[SUPPLIED ENTRIES]:
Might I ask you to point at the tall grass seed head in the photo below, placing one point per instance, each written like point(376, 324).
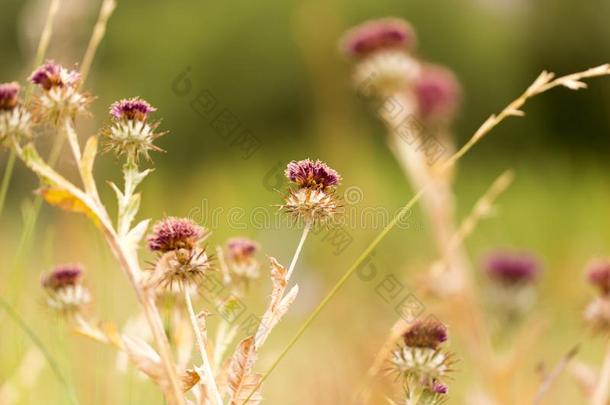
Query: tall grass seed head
point(173, 233)
point(438, 94)
point(65, 292)
point(130, 133)
point(15, 121)
point(60, 97)
point(376, 35)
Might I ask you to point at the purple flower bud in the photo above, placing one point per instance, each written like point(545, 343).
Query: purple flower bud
point(309, 174)
point(175, 233)
point(8, 95)
point(63, 276)
point(241, 249)
point(52, 75)
point(375, 35)
point(598, 274)
point(426, 333)
point(438, 93)
point(439, 388)
point(131, 109)
point(512, 269)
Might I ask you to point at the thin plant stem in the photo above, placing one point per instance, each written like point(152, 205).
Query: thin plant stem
point(207, 368)
point(297, 252)
point(543, 83)
point(600, 394)
point(43, 349)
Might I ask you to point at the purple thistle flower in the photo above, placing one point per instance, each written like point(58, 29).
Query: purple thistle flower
point(52, 75)
point(175, 233)
point(131, 109)
point(8, 95)
point(512, 269)
point(375, 35)
point(426, 333)
point(598, 274)
point(438, 93)
point(241, 248)
point(63, 276)
point(309, 174)
point(439, 388)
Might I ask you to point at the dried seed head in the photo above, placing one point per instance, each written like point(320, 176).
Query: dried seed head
point(598, 274)
point(428, 333)
point(60, 97)
point(65, 291)
point(130, 134)
point(131, 109)
point(15, 121)
point(9, 95)
point(512, 269)
point(438, 94)
point(175, 233)
point(181, 267)
point(375, 35)
point(386, 73)
point(51, 75)
point(314, 206)
point(310, 174)
point(241, 258)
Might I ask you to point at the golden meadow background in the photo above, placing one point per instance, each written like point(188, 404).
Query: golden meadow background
point(274, 64)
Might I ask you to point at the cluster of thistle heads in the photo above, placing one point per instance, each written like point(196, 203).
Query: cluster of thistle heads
point(385, 53)
point(422, 363)
point(59, 98)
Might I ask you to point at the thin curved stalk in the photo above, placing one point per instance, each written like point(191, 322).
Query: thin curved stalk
point(207, 368)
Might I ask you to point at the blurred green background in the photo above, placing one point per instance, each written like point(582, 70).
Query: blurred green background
point(275, 67)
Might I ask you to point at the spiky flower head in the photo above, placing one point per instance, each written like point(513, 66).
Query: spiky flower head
point(182, 268)
point(130, 134)
point(15, 121)
point(174, 233)
point(438, 94)
point(60, 97)
point(428, 333)
point(598, 274)
point(312, 174)
point(64, 288)
point(512, 269)
point(241, 258)
point(8, 95)
point(376, 35)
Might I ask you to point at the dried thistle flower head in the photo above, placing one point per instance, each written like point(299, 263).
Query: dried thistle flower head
point(598, 274)
point(375, 35)
point(241, 259)
point(66, 293)
point(60, 97)
point(180, 267)
point(512, 269)
point(438, 93)
point(310, 174)
point(422, 363)
point(8, 95)
point(175, 233)
point(314, 200)
point(428, 333)
point(15, 121)
point(130, 134)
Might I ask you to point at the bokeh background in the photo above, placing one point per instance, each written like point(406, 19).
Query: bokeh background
point(275, 67)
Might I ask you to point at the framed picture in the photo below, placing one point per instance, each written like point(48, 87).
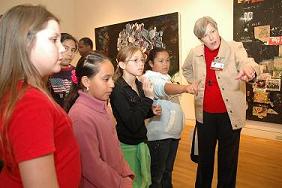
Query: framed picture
point(146, 33)
point(258, 24)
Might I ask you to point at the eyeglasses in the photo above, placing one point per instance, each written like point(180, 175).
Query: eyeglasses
point(136, 61)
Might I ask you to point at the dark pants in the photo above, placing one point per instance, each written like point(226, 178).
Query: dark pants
point(163, 153)
point(217, 128)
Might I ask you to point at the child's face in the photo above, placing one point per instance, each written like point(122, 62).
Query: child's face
point(135, 64)
point(161, 62)
point(69, 54)
point(46, 53)
point(102, 84)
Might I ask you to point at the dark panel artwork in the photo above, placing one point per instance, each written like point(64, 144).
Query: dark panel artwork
point(157, 31)
point(258, 24)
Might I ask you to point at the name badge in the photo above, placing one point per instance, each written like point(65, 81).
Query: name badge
point(217, 64)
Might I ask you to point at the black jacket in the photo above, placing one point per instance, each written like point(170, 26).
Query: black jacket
point(130, 111)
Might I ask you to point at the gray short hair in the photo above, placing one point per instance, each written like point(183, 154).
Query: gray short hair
point(201, 26)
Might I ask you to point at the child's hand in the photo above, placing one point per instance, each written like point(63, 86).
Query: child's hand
point(148, 88)
point(193, 88)
point(157, 109)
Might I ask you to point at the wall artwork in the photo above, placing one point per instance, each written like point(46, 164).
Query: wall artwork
point(258, 24)
point(158, 31)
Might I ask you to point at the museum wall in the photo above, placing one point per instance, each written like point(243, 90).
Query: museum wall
point(81, 17)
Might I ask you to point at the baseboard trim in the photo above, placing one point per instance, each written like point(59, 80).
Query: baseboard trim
point(257, 129)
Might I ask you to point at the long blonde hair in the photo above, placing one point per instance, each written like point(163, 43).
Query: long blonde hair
point(18, 28)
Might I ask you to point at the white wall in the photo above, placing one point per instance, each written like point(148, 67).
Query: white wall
point(81, 17)
point(63, 9)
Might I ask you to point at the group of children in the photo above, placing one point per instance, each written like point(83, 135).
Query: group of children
point(103, 141)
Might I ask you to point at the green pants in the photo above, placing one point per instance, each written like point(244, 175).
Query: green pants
point(139, 160)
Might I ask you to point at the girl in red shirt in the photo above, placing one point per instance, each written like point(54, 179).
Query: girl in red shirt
point(38, 147)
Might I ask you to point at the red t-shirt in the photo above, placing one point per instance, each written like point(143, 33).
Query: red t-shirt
point(213, 102)
point(39, 127)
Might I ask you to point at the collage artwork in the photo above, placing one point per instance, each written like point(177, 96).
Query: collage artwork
point(258, 24)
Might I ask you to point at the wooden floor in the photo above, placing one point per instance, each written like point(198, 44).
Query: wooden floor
point(260, 163)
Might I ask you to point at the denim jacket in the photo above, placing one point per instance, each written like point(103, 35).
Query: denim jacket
point(170, 123)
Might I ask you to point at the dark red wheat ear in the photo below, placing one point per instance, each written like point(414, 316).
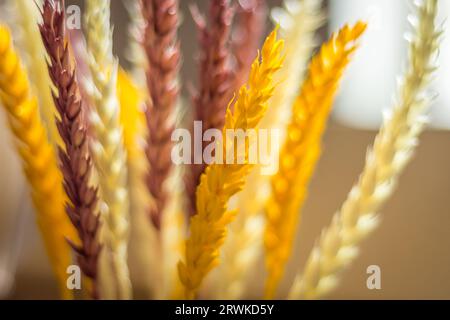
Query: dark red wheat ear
point(76, 163)
point(163, 54)
point(215, 79)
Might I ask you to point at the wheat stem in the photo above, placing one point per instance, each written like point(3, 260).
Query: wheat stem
point(393, 149)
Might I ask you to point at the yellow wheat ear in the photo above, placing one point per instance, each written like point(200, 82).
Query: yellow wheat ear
point(302, 148)
point(38, 158)
point(394, 147)
point(220, 182)
point(298, 26)
point(108, 149)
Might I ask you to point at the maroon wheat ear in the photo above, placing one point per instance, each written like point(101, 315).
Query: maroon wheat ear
point(76, 163)
point(247, 36)
point(163, 53)
point(215, 80)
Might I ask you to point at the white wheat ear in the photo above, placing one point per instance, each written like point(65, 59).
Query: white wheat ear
point(135, 52)
point(393, 149)
point(299, 21)
point(108, 148)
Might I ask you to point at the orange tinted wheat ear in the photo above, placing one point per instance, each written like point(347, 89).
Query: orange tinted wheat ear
point(299, 21)
point(38, 159)
point(301, 150)
point(394, 147)
point(220, 182)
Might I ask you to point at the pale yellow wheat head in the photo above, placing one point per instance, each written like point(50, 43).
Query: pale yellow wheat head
point(301, 150)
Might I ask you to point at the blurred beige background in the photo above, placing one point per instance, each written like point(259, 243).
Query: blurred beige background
point(412, 247)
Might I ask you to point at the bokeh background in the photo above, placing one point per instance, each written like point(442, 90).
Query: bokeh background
point(412, 246)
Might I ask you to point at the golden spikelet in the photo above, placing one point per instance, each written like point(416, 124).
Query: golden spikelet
point(38, 158)
point(394, 147)
point(27, 13)
point(221, 181)
point(143, 237)
point(302, 148)
point(299, 20)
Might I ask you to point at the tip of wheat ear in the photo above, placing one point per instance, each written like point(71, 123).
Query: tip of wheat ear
point(220, 182)
point(302, 147)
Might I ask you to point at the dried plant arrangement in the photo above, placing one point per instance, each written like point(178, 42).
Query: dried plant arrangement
point(39, 160)
point(215, 82)
point(221, 181)
point(393, 149)
point(108, 148)
point(98, 143)
point(75, 157)
point(301, 149)
point(163, 58)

[YOUR GOAL]:
Wherever the line holding "Query: eyeglasses" falls in the entries above, copy exactly from it through the line holding "Might I ask you to point at the child's face", inclusive, and add nothing.

[TASK OUTPUT]:
Query: eyeglasses
point(136, 61)
Might I ask you to point at the dark pants in the photo above, placing one point per instance, each written like point(226, 178).
Query: dark pants
point(163, 153)
point(217, 128)
Might I ask you to point at the child's face in the photo above, placing one point per instance, each written like point(122, 62).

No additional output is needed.